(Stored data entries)
=-=-=

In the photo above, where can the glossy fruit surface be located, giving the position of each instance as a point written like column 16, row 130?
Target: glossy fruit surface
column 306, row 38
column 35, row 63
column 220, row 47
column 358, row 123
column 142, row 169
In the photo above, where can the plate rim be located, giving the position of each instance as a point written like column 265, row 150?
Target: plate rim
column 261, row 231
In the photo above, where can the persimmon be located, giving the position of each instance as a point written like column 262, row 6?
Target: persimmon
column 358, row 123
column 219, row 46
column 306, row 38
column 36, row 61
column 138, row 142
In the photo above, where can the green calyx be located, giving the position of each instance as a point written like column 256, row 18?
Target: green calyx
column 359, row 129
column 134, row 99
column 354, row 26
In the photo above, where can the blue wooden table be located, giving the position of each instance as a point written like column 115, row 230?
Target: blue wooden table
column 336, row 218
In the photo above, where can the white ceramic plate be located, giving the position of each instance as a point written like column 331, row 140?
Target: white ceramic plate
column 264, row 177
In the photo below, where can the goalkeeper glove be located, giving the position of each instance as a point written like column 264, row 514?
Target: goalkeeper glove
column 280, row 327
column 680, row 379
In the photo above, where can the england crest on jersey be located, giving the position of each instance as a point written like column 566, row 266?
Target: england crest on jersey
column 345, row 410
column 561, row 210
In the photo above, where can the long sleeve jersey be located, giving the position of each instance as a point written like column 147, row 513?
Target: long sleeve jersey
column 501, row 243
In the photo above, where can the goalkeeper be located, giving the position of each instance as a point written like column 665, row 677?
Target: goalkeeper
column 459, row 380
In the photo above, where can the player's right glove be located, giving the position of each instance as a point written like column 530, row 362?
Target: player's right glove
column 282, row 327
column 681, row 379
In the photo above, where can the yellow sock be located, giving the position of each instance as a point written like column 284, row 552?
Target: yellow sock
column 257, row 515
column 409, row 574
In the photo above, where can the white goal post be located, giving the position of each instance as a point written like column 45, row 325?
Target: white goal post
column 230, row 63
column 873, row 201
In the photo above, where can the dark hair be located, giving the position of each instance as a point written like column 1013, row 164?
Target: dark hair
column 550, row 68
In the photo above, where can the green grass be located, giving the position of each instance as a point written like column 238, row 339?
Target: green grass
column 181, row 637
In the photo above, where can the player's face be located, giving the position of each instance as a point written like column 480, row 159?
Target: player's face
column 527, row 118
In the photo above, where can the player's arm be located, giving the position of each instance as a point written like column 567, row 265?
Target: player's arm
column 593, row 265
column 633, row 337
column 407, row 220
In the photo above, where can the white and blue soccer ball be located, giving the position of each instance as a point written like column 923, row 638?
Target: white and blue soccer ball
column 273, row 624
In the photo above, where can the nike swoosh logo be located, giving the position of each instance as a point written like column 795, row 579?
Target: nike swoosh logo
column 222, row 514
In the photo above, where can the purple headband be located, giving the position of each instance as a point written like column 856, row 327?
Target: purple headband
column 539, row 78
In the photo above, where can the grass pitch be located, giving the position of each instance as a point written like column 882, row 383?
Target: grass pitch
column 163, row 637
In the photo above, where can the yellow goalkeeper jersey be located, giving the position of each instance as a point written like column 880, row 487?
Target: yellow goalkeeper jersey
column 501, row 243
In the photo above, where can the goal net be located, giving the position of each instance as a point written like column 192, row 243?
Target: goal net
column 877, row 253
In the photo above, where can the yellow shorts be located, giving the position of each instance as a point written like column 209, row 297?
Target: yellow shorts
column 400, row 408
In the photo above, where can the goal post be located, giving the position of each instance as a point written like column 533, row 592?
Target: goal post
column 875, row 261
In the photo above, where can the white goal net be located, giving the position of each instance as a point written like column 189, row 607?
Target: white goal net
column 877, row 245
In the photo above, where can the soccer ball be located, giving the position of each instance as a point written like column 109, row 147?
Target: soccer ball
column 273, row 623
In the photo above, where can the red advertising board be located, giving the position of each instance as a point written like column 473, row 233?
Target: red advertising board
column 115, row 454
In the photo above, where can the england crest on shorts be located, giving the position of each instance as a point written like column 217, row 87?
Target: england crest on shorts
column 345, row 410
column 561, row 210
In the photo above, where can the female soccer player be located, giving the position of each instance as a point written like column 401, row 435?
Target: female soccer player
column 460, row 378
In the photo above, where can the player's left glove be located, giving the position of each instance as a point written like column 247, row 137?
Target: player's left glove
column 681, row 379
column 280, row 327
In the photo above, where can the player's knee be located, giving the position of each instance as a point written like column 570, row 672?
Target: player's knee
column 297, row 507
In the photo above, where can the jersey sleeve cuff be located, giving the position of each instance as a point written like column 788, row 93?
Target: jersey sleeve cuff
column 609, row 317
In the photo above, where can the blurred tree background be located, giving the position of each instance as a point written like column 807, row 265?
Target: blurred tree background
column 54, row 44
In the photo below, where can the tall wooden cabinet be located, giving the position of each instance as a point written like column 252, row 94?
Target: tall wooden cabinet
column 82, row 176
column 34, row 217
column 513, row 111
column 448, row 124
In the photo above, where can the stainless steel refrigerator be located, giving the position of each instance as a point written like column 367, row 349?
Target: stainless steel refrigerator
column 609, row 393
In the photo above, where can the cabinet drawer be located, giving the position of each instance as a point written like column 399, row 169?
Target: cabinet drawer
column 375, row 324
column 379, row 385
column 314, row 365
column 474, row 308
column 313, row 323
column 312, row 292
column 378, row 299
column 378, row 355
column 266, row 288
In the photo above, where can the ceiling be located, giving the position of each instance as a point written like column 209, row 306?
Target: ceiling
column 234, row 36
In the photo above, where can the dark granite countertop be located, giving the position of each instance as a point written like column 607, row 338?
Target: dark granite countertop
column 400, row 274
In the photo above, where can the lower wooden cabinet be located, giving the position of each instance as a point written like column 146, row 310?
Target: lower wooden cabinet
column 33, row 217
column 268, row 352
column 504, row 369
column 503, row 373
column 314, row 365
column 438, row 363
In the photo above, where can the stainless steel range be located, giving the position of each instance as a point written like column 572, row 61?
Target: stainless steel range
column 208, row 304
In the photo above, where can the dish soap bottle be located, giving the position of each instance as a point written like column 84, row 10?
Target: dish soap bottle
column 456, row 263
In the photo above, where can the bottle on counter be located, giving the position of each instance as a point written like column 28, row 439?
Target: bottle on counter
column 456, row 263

=-=-=

Could you reproduce exactly the lines of the entries above, from the one with "In the photo above, where can the white ceramic" through the one with "In the photo below, where can the goalkeeper", and nothing else?

SOLUTION TO THIS PROBLEM:
In the photo above, where can the white ceramic plate be located, giving the position of each instance as a point written like column 331, row 140?
Target: white ceramic plate
column 264, row 177
In the photo below, where can the goalkeeper glove be located, giving the position of each instance as a point written like column 264, row 514?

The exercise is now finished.